Twitter: @LilyStory2

E-mail: lilith.karzi@gmail.com

La théorie de Vivianne

05/12/2012 17:45

 

Un soir, on a sonné à ma porte. J’ai regardé par la petite fenêtre et j’ai vu une femme très maigre en vieux jogging avec des cheveux sales dans la figure qui attendait sur le pas de la porte. Je ne l’avais jamais vu avant, mais je me suis doutée que c’était Madame Dépression. Elle regardait sa montre laconiquement, relevait les yeux vers la sonnette et Dring ! Dring ! Elle ne lâchait pas le bouton. J’ai complètement flippé, je me suis dit : « si je la laisse entrer ici, c’en est fini pour moi… » Hors de ma vue, Dépression ! J’ai pris le téléphone, j’ai appelé mon amie Vivianne qui m’a dit : « tu prends tes fesses, tu sors par la cour d’en arrière et tu arrives tout de suite chez moi, je t’attends ! » Et c’est ce que je fais.

 

Viviane est une bonne amie à moi que j’ai rencontré il y a quelques années dans le cadre de mon travail. Elle a changé d’employeur, moi aussi, mais nous avons toujours gardé le contact au fil des ans : je pense que cette femme est la personne la plus saine et la plus positive que j’ai jamais rencontré. Elle a traversé des moments durs à maintes reprises et on dirait que ça lui a donné une espèce d’humilité face à la vie qui la rend foncièrement équilibrée. C’était la fille à appeler en de telles circonstances.

 

En arrivant chez elle, elle m’a servi un verre de whisky en me disant avec un air sévère : « Faut qu’on parle ». J’ai senti que j’allais passer un sale moment (d’autant plus que je n’aime pas vraiment le whisky). Nous sommes passés au salon et nous nous sommes installés sur ses divans rouges. Vivianne est une femme de goût et son salon baroque est à l’image de son style. Elle a retiré ses escarpins vernis et a élégamment replié ces petites jambes sous elle. Avant de commencer à parler, elle a fait une pause et puis elle m’a souri, de ce sourire craquant dont elle seule à le don. À partir de là, c’est son secret, elle sait qu’elle peut dire tout ce qu’elle veut à la personne en face d’elle.

Consignes:
1 - Indiquez si chacune des affirmations suivantes est conforme au texte, en citant les mots qui tranchent : (a) Vivianne conseille à la narratrice de sortir par la cour d’en arrière ; (b) la narratrice apprécie beaucoup le whisky ; (c) les divans du salon de Vivianne sont rouges.
2 - Transcrivez sans rien changer le passage du texte qui s’ouvre sur les mots « E-mail: lilith.karzi@gmail.com » et se clôt sur les mots « que je fais. ».

Liste des entrées:

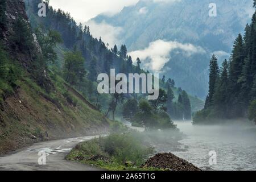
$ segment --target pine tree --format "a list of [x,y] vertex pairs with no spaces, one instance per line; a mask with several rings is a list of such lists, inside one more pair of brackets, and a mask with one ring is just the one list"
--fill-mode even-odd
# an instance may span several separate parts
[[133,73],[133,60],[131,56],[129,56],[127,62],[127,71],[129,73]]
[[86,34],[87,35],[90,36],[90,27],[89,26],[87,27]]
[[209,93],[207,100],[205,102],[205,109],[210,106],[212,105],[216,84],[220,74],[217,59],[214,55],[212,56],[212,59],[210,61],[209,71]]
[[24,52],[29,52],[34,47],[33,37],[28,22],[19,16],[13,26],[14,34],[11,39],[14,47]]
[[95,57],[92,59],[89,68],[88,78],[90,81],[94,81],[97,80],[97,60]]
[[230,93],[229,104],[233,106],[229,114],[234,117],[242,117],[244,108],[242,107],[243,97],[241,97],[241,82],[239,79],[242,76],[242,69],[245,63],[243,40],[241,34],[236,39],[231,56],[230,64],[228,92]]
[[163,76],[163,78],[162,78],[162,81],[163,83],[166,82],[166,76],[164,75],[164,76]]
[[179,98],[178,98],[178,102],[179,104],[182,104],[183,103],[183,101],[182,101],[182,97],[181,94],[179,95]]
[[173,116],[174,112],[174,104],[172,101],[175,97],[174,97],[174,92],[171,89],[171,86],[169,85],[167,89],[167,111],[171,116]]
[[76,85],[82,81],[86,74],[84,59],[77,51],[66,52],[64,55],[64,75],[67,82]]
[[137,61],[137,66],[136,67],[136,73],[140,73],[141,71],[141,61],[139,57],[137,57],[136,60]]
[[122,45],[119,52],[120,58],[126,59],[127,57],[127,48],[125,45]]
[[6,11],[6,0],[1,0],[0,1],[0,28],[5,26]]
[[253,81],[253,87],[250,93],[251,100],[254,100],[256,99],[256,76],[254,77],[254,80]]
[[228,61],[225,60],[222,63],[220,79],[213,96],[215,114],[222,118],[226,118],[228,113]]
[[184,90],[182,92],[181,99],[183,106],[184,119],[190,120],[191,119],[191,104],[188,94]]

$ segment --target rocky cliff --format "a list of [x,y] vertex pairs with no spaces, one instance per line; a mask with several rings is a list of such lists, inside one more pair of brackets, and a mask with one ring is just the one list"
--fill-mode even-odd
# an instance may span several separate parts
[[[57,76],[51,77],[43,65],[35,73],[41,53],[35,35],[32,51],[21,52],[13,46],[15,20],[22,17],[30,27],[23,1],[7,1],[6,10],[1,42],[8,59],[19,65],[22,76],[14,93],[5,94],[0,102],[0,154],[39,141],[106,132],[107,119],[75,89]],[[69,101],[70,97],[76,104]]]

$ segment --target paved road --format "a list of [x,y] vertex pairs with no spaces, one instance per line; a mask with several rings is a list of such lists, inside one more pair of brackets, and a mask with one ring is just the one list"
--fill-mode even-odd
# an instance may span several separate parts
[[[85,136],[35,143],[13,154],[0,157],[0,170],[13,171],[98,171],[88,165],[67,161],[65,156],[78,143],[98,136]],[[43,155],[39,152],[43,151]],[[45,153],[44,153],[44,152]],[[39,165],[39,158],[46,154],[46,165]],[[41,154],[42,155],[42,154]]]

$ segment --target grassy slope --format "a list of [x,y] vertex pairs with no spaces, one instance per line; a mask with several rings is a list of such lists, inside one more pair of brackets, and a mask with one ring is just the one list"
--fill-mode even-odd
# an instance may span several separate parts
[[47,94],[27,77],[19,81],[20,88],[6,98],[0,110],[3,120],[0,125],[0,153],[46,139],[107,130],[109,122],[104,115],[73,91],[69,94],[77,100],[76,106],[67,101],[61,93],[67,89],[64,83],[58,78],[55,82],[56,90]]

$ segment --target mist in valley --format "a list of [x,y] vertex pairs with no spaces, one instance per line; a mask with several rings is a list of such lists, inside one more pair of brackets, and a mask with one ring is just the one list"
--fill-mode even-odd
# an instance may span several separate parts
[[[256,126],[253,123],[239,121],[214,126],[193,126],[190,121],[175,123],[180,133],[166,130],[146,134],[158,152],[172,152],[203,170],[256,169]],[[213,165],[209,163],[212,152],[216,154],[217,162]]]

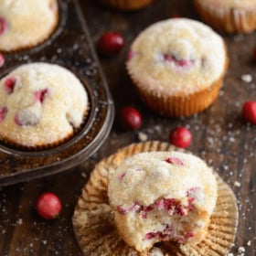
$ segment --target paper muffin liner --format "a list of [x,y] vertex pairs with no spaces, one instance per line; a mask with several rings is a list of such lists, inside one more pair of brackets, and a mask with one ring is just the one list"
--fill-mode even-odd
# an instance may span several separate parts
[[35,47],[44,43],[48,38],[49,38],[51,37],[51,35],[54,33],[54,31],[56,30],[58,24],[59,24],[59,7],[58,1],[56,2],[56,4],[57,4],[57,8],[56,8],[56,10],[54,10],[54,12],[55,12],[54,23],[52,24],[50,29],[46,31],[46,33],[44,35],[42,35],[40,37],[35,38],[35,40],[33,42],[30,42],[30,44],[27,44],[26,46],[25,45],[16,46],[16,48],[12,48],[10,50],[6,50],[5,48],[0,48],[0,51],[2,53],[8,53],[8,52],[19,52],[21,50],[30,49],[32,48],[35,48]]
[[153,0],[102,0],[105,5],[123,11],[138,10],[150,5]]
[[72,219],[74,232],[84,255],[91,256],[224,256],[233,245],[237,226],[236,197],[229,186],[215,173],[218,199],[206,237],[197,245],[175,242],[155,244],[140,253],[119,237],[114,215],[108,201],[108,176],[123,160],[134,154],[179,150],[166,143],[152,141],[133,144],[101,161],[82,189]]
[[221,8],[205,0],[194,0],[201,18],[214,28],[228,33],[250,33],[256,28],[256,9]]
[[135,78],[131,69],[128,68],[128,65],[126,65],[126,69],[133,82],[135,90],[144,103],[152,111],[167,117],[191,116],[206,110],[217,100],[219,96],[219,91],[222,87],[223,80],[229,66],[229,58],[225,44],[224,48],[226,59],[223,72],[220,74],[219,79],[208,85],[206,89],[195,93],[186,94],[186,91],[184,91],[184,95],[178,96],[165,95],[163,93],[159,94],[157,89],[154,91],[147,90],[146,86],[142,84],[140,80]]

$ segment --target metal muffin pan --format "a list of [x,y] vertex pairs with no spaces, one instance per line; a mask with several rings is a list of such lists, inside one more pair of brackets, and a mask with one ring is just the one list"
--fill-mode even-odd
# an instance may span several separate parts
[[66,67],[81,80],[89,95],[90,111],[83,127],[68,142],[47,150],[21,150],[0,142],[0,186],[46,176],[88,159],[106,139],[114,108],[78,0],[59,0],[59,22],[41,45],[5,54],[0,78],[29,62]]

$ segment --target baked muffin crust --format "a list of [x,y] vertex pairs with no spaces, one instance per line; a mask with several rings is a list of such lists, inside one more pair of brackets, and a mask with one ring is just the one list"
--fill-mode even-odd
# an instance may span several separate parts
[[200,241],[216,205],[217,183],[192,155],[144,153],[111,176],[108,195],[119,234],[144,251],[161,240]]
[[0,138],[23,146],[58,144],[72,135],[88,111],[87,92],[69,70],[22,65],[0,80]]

Corrigés:
1 -
(a) Oui : « tu sors par la cour d’en arrière ».
(b) Non : « je n’aime pas vraiment le whisky ».
(c) Oui : « nous nous sommes installés sur ses divans rouges ».

2 -
E-mail: lilith.karzi@gmail.com

La théorie de Vivianne

05/12/2012 17:45

 

Un soir, on a sonné à ma porte. J’ai regardé par la petite fenêtre et j’ai vu une femme très maigre en vieux jogging avec des cheveux sales dans la figure qui attendait sur le pas de la porte. Je ne l’avais jamais vu avant, mais je me suis doutée que c’était Madame Dépression. Elle regardait sa montre laconiquement, relevait les yeux vers la sonnette et Dring ! Dring ! Elle ne lâchait pas le bouton. J’ai complètement flippé, je me suis dit : « si je la laisse entrer ici, c’en est fini pour moi… » Hors de ma vue, Dépression ! J’ai pris le téléphone, j’ai appelé mon amie Vivianne qui m’a dit : « tu prends tes fesses, tu sors par la cour d’en arrière et tu arrives tout de suite chez moi, je t’attends ! » Et c’est ce que je fais.